HOW TO COMPLETE THIS TASK.
The answer must be one number: how many lines below contain the word "clicks".

==== DATA TO USE ====

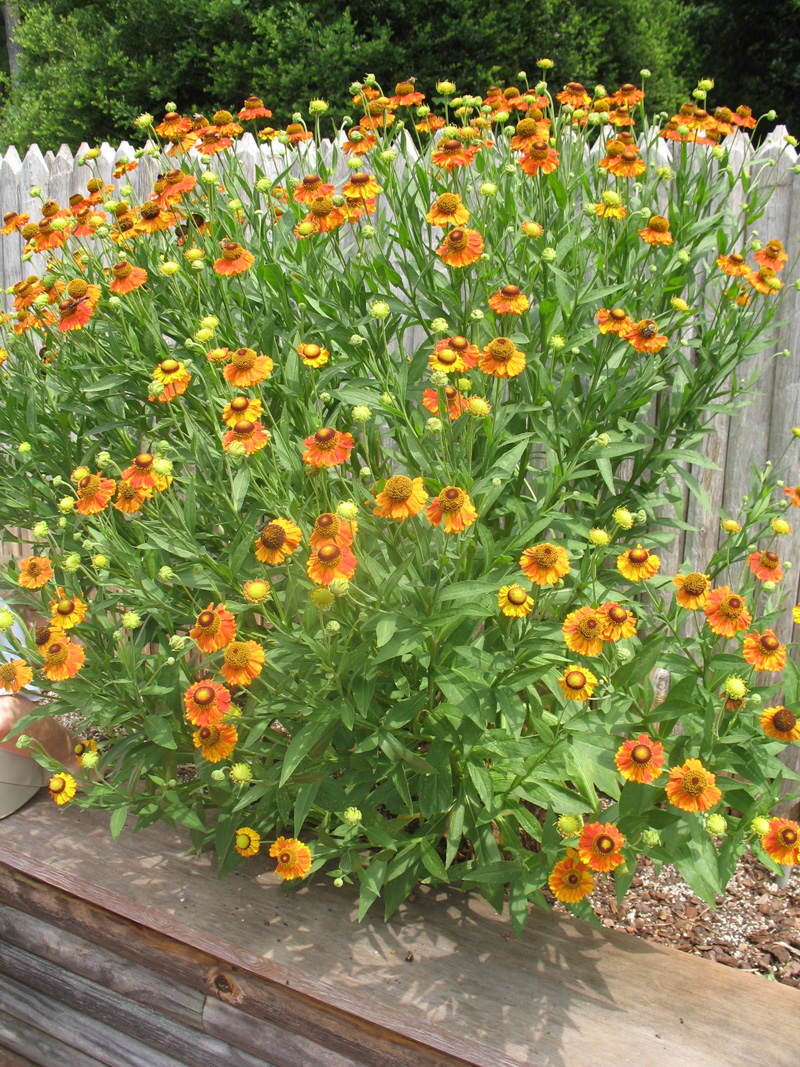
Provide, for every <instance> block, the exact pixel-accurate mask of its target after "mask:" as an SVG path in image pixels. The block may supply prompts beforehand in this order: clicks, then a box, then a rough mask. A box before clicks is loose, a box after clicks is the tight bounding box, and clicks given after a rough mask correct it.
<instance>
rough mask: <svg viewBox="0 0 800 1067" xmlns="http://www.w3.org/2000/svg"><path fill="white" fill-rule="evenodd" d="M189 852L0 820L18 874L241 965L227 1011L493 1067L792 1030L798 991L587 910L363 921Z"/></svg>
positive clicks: (93, 831)
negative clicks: (395, 1037)
mask: <svg viewBox="0 0 800 1067" xmlns="http://www.w3.org/2000/svg"><path fill="white" fill-rule="evenodd" d="M182 851H183V847H182V844H181V842H180V840H179V839H178V838H177V835H176V834H175V833H174V831H171V830H170V829H169V828H166V827H158V828H157V827H153V828H150V829H148V830H147V831H145V832H143V833H141V834H135V835H128V837H125V838H124V839H123V840H121V842H119V844H118V845H114V844H113V843H112V842H111V841H110V840H109V838H108V830H107V826H106V819H105V818H102V817H98V816H97V815H95V814H94V813H89V812H79V811H77V810H70V809H66V810H65V811H63V812H55V811H53V809H52V808H51V806H50V805H43V803H42V802H32V803H31V805H29V806H27V808H25V809H22V810H21V811H20V812H18V813H17V814H15V815H13V816H11V817H10V818H7V819H5V821H4V822H3V823H2V824H0V860H2V861H3V862H4V863H5V864H6V865H7V866H10V867H12V869H13V870H15V871H25V870H28V872H29V874H30V875H32V876H33V877H35V878H38V879H39V881H42V882H45V883H47V885H50V886H52V887H54V888H59V887H60V888H61V889H62V890H63V891H64V892H66V893H70V894H73V895H80V896H82V897H83V899H84V901H85V902H87V903H93V904H94V905H100V906H105V907H106V909H107V910H110V911H113V912H115V913H116V914H121V915H124V917H126V918H127V919H128V920H133V921H134V922H137V923H138V924H140V925H141V926H143V927H145V928H146V929H149V930H156V931H159V933H160V934H162V935H167V936H169V937H170V938H172V939H173V940H176V941H179V942H181V943H182V944H183V945H187V946H192V947H193V950H196V951H198V952H201V953H203V954H206V956H212V957H214V958H215V959H218V960H226V961H227V964H228V969H227V970H226V971H225V972H224V973H222V975H221V974H220V972H218V977H220V976H222V977H223V978H224V981H225V983H227V985H228V992H227V996H228V1003H230V1004H235V1005H236V1006H239V1007H242V1008H244V1005H245V1004H246V1003H249V998H250V1004H251V1006H252V1003H253V1000H254V999H255V998H256V997H262V998H263V997H266V996H274V997H277V994H278V992H279V991H282V990H283V991H285V990H287V989H291V990H293V992H294V993H295V994H298V993H302V994H303V998H305V1003H306V1004H307V1005H308V1004H310V1005H311V1006H313V1005H314V1004H315V1002H316V1003H317V1004H319V1005H324V1006H325V1007H326V1009H327V1010H329V1013H331V1012H338V1013H341V1014H342V1015H345V1016H350V1017H352V1018H353V1019H354V1020H358V1019H361V1020H363V1022H366V1023H368V1024H371V1025H372V1026H374V1028H375V1029H377V1030H378V1031H379V1033H380V1032H381V1031H389V1032H394V1033H395V1034H397V1035H399V1037H403V1038H404V1039H405V1040H406V1041H407V1042H409V1048H410V1050H411V1051H412V1052H414V1051H416V1052H419V1054H420V1055H423V1054H425V1053H426V1052H427V1049H426V1048H425V1047H426V1046H427V1047H428V1048H429V1049H431V1052H433V1051H434V1050H439V1051H441V1052H442V1053H445V1054H449V1055H450V1056H451V1057H452V1061H451V1062H453V1061H454V1062H455V1063H459V1062H461V1063H466V1064H474V1065H479V1067H508V1065H510V1064H531V1065H538V1067H566V1065H567V1064H570V1065H571V1064H572V1063H574V1062H581V1063H587V1062H588V1061H587V1058H586V1056H587V1050H588V1049H591V1052H592V1055H591V1067H611V1065H613V1067H618V1065H619V1064H621V1063H625V1062H626V1061H625V1058H622V1055H621V1049H624V1055H625V1056H627V1062H629V1063H637V1064H641V1065H646V1067H668V1065H669V1067H674V1064H675V1063H684V1062H690V1063H691V1064H692V1067H724V1065H723V1064H722V1063H721V1061H720V1055H719V1039H720V1035H721V1034H724V1035H725V1045H726V1049H727V1051H729V1053H730V1060H729V1063H730V1064H731V1065H732V1067H733V1065H737V1067H738V1065H739V1064H758V1063H762V1062H764V1061H763V1055H764V1045H763V1033H764V1024H765V1022H764V1021H765V1019H769V1020H770V1028H771V1029H772V1031H773V1032H774V1030H775V1029H778V1030H781V1031H782V1030H783V1028H786V1029H787V1030H788V1031H790V1028H791V1026H794V1025H795V1020H796V1018H797V1012H798V1008H799V1007H800V1001H799V1000H798V996H797V992H796V991H795V990H791V989H788V988H787V987H784V986H780V985H774V984H771V983H767V982H765V981H764V980H763V978H761V977H758V976H756V975H752V974H746V973H742V972H739V971H733V970H730V969H727V968H723V967H720V966H718V965H715V964H713V962H709V961H707V960H702V959H698V958H695V957H692V956H688V955H685V954H683V953H677V952H675V951H674V950H669V949H660V947H658V946H655V945H651V944H646V943H644V942H642V941H639V940H638V939H636V938H633V937H628V936H626V935H623V934H618V933H615V931H610V930H608V931H599V930H596V929H594V928H593V927H590V926H588V925H587V924H585V923H582V922H579V921H577V920H571V919H563V918H560V917H556V915H553V914H547V913H544V912H542V911H539V910H535V911H533V913H532V914H531V920H530V923H529V926H528V929H527V930H526V933H525V936H524V937H523V939H522V940H521V941H519V942H516V941H514V939H513V937H512V936H511V930H510V924H509V923H508V922H507V921H506V920H503V919H500V918H498V917H497V915H495V914H494V912H492V911H491V909H490V908H489V907H487V906H486V905H485V904H484V903H483V902H482V901H480V899H479V898H476V897H471V896H469V897H467V896H462V895H459V894H457V893H454V892H436V893H433V892H425V891H422V892H420V893H419V894H418V895H417V898H416V899H415V901H414V902H413V903H407V904H406V905H404V906H403V908H401V909H400V912H398V914H397V915H396V918H395V919H393V920H391V921H390V922H389V923H388V924H384V923H383V922H381V920H380V919H379V918H370V917H369V915H368V917H367V919H366V920H365V922H364V923H363V924H361V925H357V924H356V923H355V921H354V911H355V902H354V898H353V896H352V895H351V894H350V893H349V892H348V891H347V890H335V889H334V888H333V887H331V886H330V885H329V886H325V885H316V883H314V885H311V886H309V887H306V888H303V889H301V890H300V891H295V892H290V893H286V892H284V891H282V888H281V886H279V885H278V883H277V879H276V878H275V876H274V875H272V874H271V873H266V874H265V873H260V872H262V871H263V866H265V863H263V861H261V859H260V857H259V859H257V860H256V861H255V862H254V863H252V864H250V865H249V866H247V867H244V869H239V870H238V871H236V872H234V873H233V874H231V875H230V876H228V877H227V878H226V879H225V883H224V887H222V886H221V885H220V882H219V881H218V879H217V878H215V876H214V873H213V871H212V869H211V861H210V858H209V857H206V856H203V857H201V858H199V859H197V858H196V857H193V856H192V857H187V856H185V855H182ZM34 857H35V858H34ZM14 877H15V878H18V876H14ZM9 878H12V875H10V874H9V873H7V872H6V875H5V877H4V879H3V881H2V882H0V888H1V889H2V895H3V897H4V898H5V897H6V895H7V894H9V890H7V880H9ZM42 892H43V893H44V892H46V890H45V889H44V888H43V889H42ZM50 892H52V890H50ZM412 955H413V959H410V960H409V961H406V958H407V957H409V956H412ZM265 980H266V981H265ZM223 984H224V983H223ZM700 993H702V1010H699V1005H698V998H699V994H700ZM301 1000H302V998H298V1001H297V1003H300V1002H301ZM288 1003H289V1002H287V1001H283V1004H284V1006H286V1005H287V1004H288ZM253 1014H257V1013H255V1012H254V1013H253ZM308 1018H313V1016H309V1017H308ZM320 1018H324V1016H323V1014H322V1013H320ZM270 1021H274V1020H270ZM311 1024H313V1023H311ZM354 1033H355V1034H356V1039H359V1038H358V1029H357V1025H355V1026H354ZM307 1036H309V1037H315V1038H318V1039H321V1037H320V1033H319V1032H315V1031H314V1030H308V1031H307ZM788 1044H789V1042H786V1045H785V1046H782V1045H780V1044H777V1045H773V1046H770V1050H769V1063H770V1065H771V1067H796V1064H797V1061H796V1054H795V1050H794V1049H791V1048H788ZM340 1051H345V1052H347V1049H345V1050H340ZM367 1051H369V1049H367ZM352 1054H353V1055H354V1056H356V1055H361V1056H362V1057H363V1058H365V1062H366V1063H369V1064H375V1065H378V1064H384V1063H388V1062H389V1061H387V1060H384V1058H380V1060H379V1058H375V1057H374V1055H372V1058H367V1057H366V1056H364V1053H363V1052H362V1051H361V1049H358V1048H354V1049H353V1052H352ZM395 1063H397V1064H404V1063H405V1064H411V1063H418V1064H427V1063H435V1060H425V1058H417V1060H416V1061H415V1060H412V1058H407V1060H405V1061H403V1060H402V1058H399V1057H398V1058H396V1060H395Z"/></svg>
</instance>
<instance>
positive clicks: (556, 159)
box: [519, 141, 559, 177]
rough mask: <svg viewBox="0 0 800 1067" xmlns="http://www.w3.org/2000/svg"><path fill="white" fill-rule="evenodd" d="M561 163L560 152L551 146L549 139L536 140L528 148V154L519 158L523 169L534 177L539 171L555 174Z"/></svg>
mask: <svg viewBox="0 0 800 1067" xmlns="http://www.w3.org/2000/svg"><path fill="white" fill-rule="evenodd" d="M558 163H559V154H558V153H557V152H556V149H555V148H550V146H549V144H548V143H547V141H534V142H533V144H532V145H531V146H530V148H528V152H527V155H525V156H523V158H522V159H521V160H519V168H521V170H522V171H523V172H524V173H525V174H527V175H528V176H529V177H532V176H533V175H534V174H535V173H537V171H541V172H542V173H543V174H553V172H554V171H555V170H556V168H557V166H558Z"/></svg>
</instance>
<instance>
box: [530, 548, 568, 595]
mask: <svg viewBox="0 0 800 1067" xmlns="http://www.w3.org/2000/svg"><path fill="white" fill-rule="evenodd" d="M519 567H521V568H522V571H523V574H524V575H525V576H526V578H530V580H531V582H532V583H533V585H537V586H555V585H556V583H557V582H558V580H559V578H563V577H565V576H566V575H567V574H569V573H570V557H569V556H567V555H566V550H565V548H562V547H561V545H555V544H553V543H551V542H549V541H543V542H542V543H541V544H534V545H532V546H531V547H530V548H526V550H525V552H523V554H522V556H521V557H519Z"/></svg>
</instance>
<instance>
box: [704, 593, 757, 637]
mask: <svg viewBox="0 0 800 1067" xmlns="http://www.w3.org/2000/svg"><path fill="white" fill-rule="evenodd" d="M703 610H704V611H705V617H706V619H707V621H708V626H709V628H710V630H711V633H714V634H717V635H718V636H719V637H733V636H734V634H737V633H738V632H739V631H740V630H747V628H748V626H749V625H750V623H751V622H752V621H753V617H752V616H751V615H750V612H749V611H748V609H747V605H746V604H745V598H743V596H739V595H738V594H737V593H735V592H734V591H733V589H731V588H730V587H729V586H718V587H717V588H716V589H711V591H710V592H709V593H708V596H707V599H706V602H705V604H704V605H703Z"/></svg>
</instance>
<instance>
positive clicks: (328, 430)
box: [303, 426, 355, 467]
mask: <svg viewBox="0 0 800 1067" xmlns="http://www.w3.org/2000/svg"><path fill="white" fill-rule="evenodd" d="M303 444H304V445H305V451H304V452H303V462H304V463H308V465H309V466H317V467H323V466H338V465H339V464H340V463H346V462H347V459H348V457H349V456H350V452H351V451H352V450H353V446H354V445H355V441H354V440H353V437H352V434H350V433H340V432H339V431H338V430H334V429H332V428H331V427H327V426H323V427H322V429H320V430H317V432H316V433H313V434H311V435H310V436H308V437H306V439H305V441H304V442H303Z"/></svg>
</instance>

====

EXERCISE RESPONSE.
5